### Complete the following
1. In the teeth tutorial thread, what does weaz say is the only problem with Allen's tutorials?
2. Write the next part of the teeth tutorial thread, picking up right after its last header.

### Text segment

# teeth tutorial



## Allen H (Feb 13, 2010)




----------



## Death Wraith (Mar 23, 2006)

Wow Allen. Thanks for posting this. I'm not sure how you come up with all these cool projects but you (and others) are making it easy for us that aren't as creative.

I've been on the forums for awhile but took a break pretty much from Summer 2010 till now. I'm amazed by the leaps and bounds the hobby has made in that time. Seems like an explosion in the quality of homemade props and a lot of innovation in techniques like you have shown in your posts. I'm also impressed with what ScareFX has created. Thanks for helping out all of us home haunters 'in the shadows'.

I'm hoping that someday I can innovate something that can be useful.


----------



## pensivepumpkin (Mar 27, 2011)

that is awesome, Allen! thanks!


----------



## weaz (Sep 11, 2010)

Great tutorial. The only problem with your tutorials is that they give me a neverending workload of stuff I want to do.


----------



## Allen H (Feb 13, 2010)

Glad you guys like them! 
Weaz- thats better that the neverending workload of stuff I HAVE to do...lol


----------



## remylass (Sep 18, 2008)

### Recorded information
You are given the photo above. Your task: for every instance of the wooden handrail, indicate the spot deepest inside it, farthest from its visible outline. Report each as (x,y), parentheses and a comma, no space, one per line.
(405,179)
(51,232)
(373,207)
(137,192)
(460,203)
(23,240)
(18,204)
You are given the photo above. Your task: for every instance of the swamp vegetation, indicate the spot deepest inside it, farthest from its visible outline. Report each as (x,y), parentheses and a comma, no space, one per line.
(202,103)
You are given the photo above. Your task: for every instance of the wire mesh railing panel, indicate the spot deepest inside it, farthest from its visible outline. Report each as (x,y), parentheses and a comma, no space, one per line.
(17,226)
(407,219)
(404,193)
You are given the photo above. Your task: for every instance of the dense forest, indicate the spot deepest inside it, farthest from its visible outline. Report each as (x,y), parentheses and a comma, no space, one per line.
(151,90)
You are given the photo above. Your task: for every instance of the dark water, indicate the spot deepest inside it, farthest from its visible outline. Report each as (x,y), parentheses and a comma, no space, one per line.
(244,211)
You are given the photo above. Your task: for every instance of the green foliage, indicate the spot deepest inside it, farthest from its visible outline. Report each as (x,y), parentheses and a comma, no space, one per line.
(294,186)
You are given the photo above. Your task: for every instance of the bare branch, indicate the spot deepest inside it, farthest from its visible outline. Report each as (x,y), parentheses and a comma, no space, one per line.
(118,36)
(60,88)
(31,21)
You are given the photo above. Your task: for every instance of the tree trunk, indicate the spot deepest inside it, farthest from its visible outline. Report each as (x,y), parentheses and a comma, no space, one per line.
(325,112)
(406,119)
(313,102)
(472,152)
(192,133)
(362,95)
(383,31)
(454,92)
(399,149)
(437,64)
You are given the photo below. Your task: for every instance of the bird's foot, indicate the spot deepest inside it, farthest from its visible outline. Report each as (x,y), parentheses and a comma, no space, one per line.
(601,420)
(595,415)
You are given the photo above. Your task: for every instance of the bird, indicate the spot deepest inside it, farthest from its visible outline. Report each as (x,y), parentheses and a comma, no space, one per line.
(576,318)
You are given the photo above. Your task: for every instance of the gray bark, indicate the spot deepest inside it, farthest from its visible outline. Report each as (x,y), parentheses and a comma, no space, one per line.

### Responses per task
1. They give weaz a neverending workload of stuff weaz wants to do.

2.
Another great tutorial by you. This is really awesome.


----------



## Cole&Jacksdad (Jan 20, 2011)

Allen, I love your youtube Wednesday's! Keep them going!


----------



## Dixie (Feb 18, 2009)

Allen, I just so enjoy your videos. The last part about the scrapbooking section had me laughing for a long time. Excellent tut on teeth - never thought to use pink hot glue, thanks for all the inspiration!


----------



## niblique71 (Dec 2, 2009)

Wow Allen, You're really pumpin out some Amazing Tut's. KING TUT!!!! HaHaHa.. LOL I Love them All GREAT WORK!


----------



## beelce (Jul 21, 2007)

Near perfect how-to....so easy once you show us how Alan....THANKS


----------



## Allen H (Feb 13, 2010)

Aw shucks... I hope you guys have subscribed -I will post a new how to every Wednesday and fun stuff from around the shop a few other times a week. Im not a big talk into the camera kind of blogger so there wont be alot of that- but I get to do alot pf cool stuff and I ought to share it with someone aside from the wife.


----------



## pennywise (Aug 5, 2008)

These are great. I just used this technique to make teeth for a paper mache skull I have been working on. I used only the clear glue so I will need to paint them. Thanks for sharing such an awesome way to make teeth!


----------



## Terrormaster (Sep 27, 2007)

Excellent tutorial yet again Allen. I will be using this technique on a prop I'm working on now.


----------



## HalloweenZombie (Jul 22, 2007)

You are da man! That was a great tutorial. I don't know anyone that is putting more information out there than you are. It's all very good stuff. Props so you, Sir!


----------



## Allen H (Feb 13, 2010)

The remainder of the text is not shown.